▶ [CONSIGNE]
Dans la critique de l'album Wildflower, recopiez à l'identique le passage qui s'ouvre sur les mots « J'avais réalisé une » et se termine par « groupe australien naître. ».

▶ [PASSAGE EXTRAIT]
'''

Wildflower
7.2
Wildflower

Album de The Avalanches (2016)

J'avais réalisé une critique bien plus ample au sujet du dernier album de The Avalanches, mais le site, pris dans un bug interminable, n'acceptait pas de publier l'intégralité de cette critique. Finalement, en essayant de refaire cette dernière, je me suis demandé s'il était si nécessaire de rappeler l'attente incroyable de cet album tant désiré par une génération marquée par le passage aux années 2000 et aux expérimentations du plunderphonics. Cette attente a déjà été longuement évoquée par les sites dédiés, ce ne serait qu'une rallonge désobligeante de marteler à quel point il fut terriblement long de voir le deuxième bébé du groupe australien naître.


Wildflower est un embryon encore tout chaud. Il est fait pour offrir un voyage musical, aussi brut soit-il. Ce dernier tente de conjurer les mauvaises pensées de ses auditeurs, pour leur offrir un dépaysement dans une bulle. L'univers de Wildflower est particulièrement fun, chaud et joyeux, sous une douloureuse empreinte de mélancolie et de nostalgie. A l'image de Since I Left You.


Sur une vingtaine de compositions, le groupe australien flirte entre l'utilisation astucieuse de samples (The Noisy Eater, Harmony, Subways) et expérimentation continue (Colours, Saturday Night Inside Out). Se renouveler, tout en conservant un son bien originel, est une preuve de la réussite incontestable de cet opus tout récent. Revenir sur son statut d'embryon permet de rebondir sur la phase de développement de l'album. Ainsi, l'album serait déjà terminé depuis trois ou deux ans, mais il sonne incroyablement juste. A l'instar du précédent album qui ne vieillit pas d'un poil depuis seize ans. Je ne cesse de croire en la longue fertilité de Wildflower, qui prendra définitivement racine au fur et à mesure.


L'album débute miraculeusement en trombe, avec le passage de The Leaves Were Falling, qui sert d'interlude entre Since I Left You et Wildflower dans une forme de suite à Extra Kings, avec Because I'm Me. The Avalanches souhaite faire de Wildflower un album qui change les gens, qui offrirait aux auditeurs une meilleure journée par l'écoute matinale de ce dernier. Because I'm Me s'inscrit dans cette tentative, par cette ambiance démentielle débordant de bonne humeur. Un véritable régal aux oreilles, mais également un bonheur fou. Du plunderphonics de haute qualité par ailleurs, avec l'utilisation sans fioriture de samples improbables. Camp Lo qui est également présent pour poser sur le morceau, alors que ce dernier avait été utilisé en sample sur Diners Only dans le précédent album.


L'album défile par la suite sans que l'on se rende compte de l'enchainement des morceaux : le très rap-calypso Frankie Sinatra d'une euphorie folle, Subways l'objet pop venant d'un univers seventies qui impressionne par son refrain entêtant, Going Home qui fait comme Stay Another Season sur Since I Left You, soit une offrande continuelle du rythme de Subways, puis l'arrivée de la mélancolie sur l'album. If I Was A Folkstar et Colours sont véritablement efficaces, sans réussir à expliquer pourquoi. Le premier est un morceau proche du psyché, aux résonances disco, dans un esprit urbain et fragile, tant porté par Toro y Moi. Colours est impressionnant par la technique employée dessus : du psyché au reverb improbable.

'''

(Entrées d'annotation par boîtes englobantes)
'''

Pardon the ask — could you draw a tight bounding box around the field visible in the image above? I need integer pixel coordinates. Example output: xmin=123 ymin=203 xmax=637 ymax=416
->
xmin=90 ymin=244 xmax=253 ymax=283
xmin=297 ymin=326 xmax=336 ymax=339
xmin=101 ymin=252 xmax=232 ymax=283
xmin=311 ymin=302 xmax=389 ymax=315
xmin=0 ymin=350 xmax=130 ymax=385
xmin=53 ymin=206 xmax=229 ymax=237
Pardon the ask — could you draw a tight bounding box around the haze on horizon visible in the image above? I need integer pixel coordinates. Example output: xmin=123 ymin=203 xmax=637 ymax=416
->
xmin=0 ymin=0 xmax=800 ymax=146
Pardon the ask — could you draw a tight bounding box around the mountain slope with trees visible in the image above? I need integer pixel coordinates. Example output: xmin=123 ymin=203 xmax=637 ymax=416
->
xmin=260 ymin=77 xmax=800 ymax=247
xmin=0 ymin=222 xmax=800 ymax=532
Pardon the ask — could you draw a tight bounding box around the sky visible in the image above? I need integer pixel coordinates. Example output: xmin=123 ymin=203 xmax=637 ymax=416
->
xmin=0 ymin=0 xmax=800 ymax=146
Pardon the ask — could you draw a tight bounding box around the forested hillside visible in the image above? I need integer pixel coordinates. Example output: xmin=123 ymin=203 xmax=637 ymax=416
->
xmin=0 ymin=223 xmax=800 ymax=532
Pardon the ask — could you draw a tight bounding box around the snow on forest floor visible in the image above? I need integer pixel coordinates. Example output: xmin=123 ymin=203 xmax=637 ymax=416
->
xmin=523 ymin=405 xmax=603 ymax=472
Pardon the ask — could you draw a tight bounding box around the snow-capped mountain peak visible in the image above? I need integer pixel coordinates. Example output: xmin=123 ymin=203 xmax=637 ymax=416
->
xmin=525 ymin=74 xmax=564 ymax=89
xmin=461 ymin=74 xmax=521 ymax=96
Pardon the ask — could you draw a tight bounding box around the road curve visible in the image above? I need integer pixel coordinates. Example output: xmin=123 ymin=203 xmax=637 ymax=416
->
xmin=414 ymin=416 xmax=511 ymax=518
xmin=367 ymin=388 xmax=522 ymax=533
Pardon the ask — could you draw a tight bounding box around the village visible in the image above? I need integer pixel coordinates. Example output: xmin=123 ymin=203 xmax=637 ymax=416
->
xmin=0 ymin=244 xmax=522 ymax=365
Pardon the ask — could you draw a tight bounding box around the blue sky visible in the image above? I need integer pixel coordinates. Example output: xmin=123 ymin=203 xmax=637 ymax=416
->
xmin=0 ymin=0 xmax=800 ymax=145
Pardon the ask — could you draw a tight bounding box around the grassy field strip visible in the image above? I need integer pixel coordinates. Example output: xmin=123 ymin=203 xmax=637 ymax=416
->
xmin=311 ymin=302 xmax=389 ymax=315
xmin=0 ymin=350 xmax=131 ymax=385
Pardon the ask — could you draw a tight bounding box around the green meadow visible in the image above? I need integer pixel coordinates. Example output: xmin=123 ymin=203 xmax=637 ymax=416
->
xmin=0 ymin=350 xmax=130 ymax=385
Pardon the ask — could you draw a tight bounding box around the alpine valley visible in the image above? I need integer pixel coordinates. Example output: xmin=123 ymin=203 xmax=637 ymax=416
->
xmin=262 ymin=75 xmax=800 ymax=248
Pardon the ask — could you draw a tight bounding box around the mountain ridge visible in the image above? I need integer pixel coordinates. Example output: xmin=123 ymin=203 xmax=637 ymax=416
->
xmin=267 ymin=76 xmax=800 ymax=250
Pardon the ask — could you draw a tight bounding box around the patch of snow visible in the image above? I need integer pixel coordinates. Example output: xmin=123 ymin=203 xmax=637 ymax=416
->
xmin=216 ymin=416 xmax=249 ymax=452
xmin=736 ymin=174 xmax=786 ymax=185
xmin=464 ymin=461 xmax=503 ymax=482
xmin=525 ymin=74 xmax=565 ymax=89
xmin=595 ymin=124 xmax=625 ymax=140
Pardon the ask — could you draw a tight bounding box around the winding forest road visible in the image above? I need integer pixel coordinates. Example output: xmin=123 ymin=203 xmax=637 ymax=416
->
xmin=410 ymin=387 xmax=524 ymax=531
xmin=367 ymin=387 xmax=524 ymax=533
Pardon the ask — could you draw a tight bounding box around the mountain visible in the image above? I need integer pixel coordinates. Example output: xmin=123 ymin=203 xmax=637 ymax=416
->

'''

▶ [RÉSULTAT OBTENU]
J'avais réalisé une critique bien plus ample au sujet du dernier album de The Avalanches, mais le site, pris dans un bug interminable, n'acceptait pas de publier l'intégralité de cette critique. Finalement, en essayant de refaire cette dernière, je me suis demandé s'il était si nécessaire de rappeler l'attente incroyable de cet album tant désiré par une génération marquée par le passage aux années 2000 et aux expérimentations du plunderphonics. Cette attente a déjà été longuement évoquée par les sites dédiés, ce ne serait qu'une rallonge désobligeante de marteler à quel point il fut terriblement long de voir le deuxième bébé du groupe australien naître.